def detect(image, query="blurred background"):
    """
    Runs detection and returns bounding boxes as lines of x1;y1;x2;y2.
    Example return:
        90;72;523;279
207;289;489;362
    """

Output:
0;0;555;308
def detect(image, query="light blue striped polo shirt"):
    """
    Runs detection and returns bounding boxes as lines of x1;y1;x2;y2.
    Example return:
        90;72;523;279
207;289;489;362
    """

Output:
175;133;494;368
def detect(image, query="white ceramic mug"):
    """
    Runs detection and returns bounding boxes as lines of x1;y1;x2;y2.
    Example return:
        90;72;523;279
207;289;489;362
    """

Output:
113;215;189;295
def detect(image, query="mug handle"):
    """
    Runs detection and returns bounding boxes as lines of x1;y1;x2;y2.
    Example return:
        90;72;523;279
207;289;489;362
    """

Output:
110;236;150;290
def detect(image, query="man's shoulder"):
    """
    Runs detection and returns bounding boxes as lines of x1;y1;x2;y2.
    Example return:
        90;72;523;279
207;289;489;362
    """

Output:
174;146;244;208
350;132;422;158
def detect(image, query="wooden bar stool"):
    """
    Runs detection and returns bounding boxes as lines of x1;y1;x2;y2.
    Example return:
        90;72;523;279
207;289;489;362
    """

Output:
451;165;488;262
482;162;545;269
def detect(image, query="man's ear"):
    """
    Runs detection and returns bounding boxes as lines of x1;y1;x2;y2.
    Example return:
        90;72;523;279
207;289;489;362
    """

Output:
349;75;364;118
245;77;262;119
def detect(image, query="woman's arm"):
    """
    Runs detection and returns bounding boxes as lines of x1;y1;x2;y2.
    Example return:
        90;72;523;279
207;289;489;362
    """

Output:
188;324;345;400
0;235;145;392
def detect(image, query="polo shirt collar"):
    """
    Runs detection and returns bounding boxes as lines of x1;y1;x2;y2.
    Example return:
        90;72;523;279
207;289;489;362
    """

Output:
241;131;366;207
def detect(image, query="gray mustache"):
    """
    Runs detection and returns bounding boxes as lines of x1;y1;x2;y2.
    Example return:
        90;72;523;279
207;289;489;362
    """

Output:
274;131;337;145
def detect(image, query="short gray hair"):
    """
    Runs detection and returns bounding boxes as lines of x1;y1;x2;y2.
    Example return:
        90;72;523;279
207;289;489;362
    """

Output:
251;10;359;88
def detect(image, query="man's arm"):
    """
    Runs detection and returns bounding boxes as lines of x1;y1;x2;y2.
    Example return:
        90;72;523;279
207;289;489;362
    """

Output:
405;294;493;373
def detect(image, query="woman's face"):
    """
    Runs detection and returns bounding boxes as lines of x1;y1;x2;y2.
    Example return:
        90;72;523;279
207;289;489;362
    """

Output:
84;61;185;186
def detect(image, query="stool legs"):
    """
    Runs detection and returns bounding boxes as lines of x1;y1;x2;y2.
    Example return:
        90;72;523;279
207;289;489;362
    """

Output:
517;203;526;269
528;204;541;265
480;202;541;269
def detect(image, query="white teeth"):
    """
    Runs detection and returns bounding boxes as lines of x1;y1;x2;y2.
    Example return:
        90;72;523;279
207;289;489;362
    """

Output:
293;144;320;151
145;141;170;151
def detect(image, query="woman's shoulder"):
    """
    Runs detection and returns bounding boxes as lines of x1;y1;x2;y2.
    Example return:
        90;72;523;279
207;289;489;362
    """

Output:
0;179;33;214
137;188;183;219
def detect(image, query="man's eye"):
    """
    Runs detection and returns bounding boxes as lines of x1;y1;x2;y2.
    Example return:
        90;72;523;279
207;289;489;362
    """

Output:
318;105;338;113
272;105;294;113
____
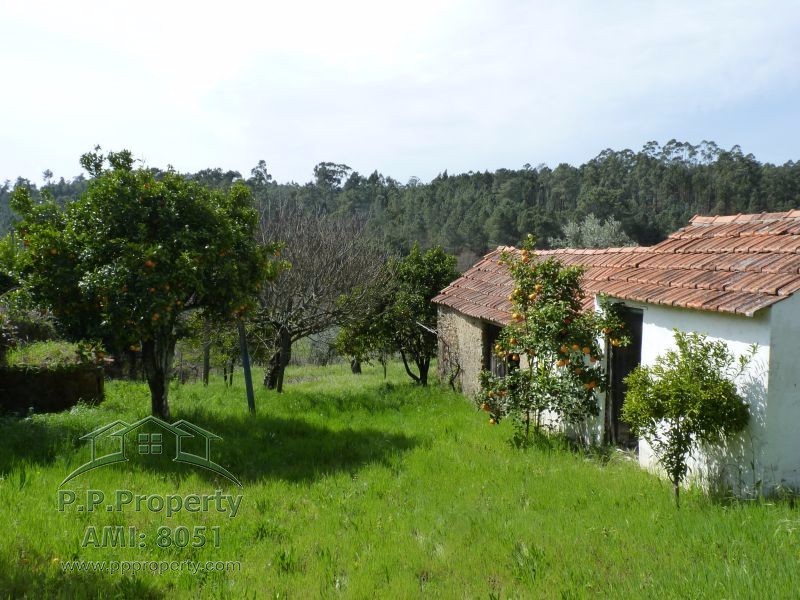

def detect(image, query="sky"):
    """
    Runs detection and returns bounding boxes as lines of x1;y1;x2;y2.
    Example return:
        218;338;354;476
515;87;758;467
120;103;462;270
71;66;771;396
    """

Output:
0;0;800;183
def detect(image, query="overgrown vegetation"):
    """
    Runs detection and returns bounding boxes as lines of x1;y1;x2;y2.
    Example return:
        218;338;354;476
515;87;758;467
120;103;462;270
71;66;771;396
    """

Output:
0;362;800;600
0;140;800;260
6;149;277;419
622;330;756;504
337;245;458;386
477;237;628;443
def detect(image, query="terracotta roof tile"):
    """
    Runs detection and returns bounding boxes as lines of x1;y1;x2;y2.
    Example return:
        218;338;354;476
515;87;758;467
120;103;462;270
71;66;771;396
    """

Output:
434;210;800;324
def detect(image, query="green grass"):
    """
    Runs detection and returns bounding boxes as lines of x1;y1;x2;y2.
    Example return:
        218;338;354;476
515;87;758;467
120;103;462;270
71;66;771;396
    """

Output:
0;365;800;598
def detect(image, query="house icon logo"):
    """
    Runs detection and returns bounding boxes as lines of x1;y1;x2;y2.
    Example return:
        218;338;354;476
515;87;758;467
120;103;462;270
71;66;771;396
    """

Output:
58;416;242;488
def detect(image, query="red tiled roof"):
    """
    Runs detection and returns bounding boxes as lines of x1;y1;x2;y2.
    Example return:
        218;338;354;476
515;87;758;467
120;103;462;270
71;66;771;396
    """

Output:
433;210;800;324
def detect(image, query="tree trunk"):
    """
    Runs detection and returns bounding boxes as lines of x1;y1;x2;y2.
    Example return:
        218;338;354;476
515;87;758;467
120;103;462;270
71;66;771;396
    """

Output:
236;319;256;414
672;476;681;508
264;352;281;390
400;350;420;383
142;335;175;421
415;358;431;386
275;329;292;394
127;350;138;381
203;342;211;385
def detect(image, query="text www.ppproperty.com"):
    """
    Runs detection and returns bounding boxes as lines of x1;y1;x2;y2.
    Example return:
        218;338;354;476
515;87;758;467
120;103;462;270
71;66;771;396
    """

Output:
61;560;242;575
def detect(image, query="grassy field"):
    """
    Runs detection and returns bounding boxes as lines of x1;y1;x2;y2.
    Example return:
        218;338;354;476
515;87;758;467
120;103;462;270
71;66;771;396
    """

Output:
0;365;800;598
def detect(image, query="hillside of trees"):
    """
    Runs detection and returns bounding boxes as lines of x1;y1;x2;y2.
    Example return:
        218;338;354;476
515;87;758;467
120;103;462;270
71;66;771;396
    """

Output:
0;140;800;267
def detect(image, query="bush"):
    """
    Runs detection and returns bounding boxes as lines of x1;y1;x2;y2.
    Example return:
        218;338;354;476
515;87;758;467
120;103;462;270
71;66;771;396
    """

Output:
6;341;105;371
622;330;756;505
____
**TASK REQUIREMENTS**
Work out how many lines of the entries above contain the string "stool" and reply with that number alone.

**EXERCISE ANSWER**
2